→ **Document excerpt**:
========================

Jeans: It may have struck you guys that I’m not very good at dressing down. Because I work from home I have basically two modes—gym clothes and SPARKLE. And spend a lot of time (most days, actually) in gym clothes, un-make-upped, with what I like to call Uninentional Morning Hair.

#wokeuplikethis

Most of my coworkers have seen me thus attired via Zoom, as have a not-insignificant percentage of local baristas, co-op employees, supermarket cashiers, and basically the entire past and present staff of Carrburritos. I’m not particularly precious about being seen out in the world sans statement earrings and game face mostly because I don’t think the earrings and game face make me look all the much better or younger or special and anyway I have no idea how the rest of you still look put together after five minutes because even if I do go to the distance I look like I’ve been blustered about in a steam wind and run through the wrinkle machine within seconds of stepping out of my house  

But I love the earrings, the bright red lipstick, and the clothes (the clothes are so much fun), so I do it anyway, even if I’m doomed to look like an immediate disaster. And I wear fancy dresses to the grocery store or walk around the pond, even if I’m putting them on at exactly the time of day when most of the world is changing into their sweatpants.

========================

→ **Source excerpt**:
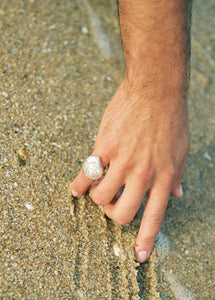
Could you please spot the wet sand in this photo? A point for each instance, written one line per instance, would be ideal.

========================

→ **What you are asked to do**:
Quote the passage on dressing down in full, word for word. The lines above come from a source other than the passage on dressing down.

→ **Exercise result**:
Jeans: It may have struck you guys that I’m not very good at dressing down. Because I work from home I have basically two modes—gym clothes and SPARKLE. And spend a lot of time (most days, actually) in gym clothes, un-make-upped, with what I like to call Uninentional Morning Hair.

#wokeuplikethis

Most of my coworkers have seen me thus attired via Zoom, as have a not-insignificant percentage of local baristas, co-op employees, supermarket cashiers, and basically the entire past and present staff of Carrburritos. I’m not particularly precious about being seen out in the world sans statement earrings and game face mostly because I don’t think the earrings and game face make me look all the much better or younger or special and anyway I have no idea how the rest of you still look put together after five minutes because even if I do go to the distance I look like I’ve been blustered about in a steam wind and run through the wrinkle machine within seconds of stepping out of my house  

But I love the earrings, the bright red lipstick, and the clothes (the clothes are so much fun), so I do it anyway, even if I’m doomed to look like an immediate disaster. And I wear fancy dresses to the grocery store or walk around the pond, even if I’m putting them on at exactly the time of day when most of the world is changing into their sweatpants.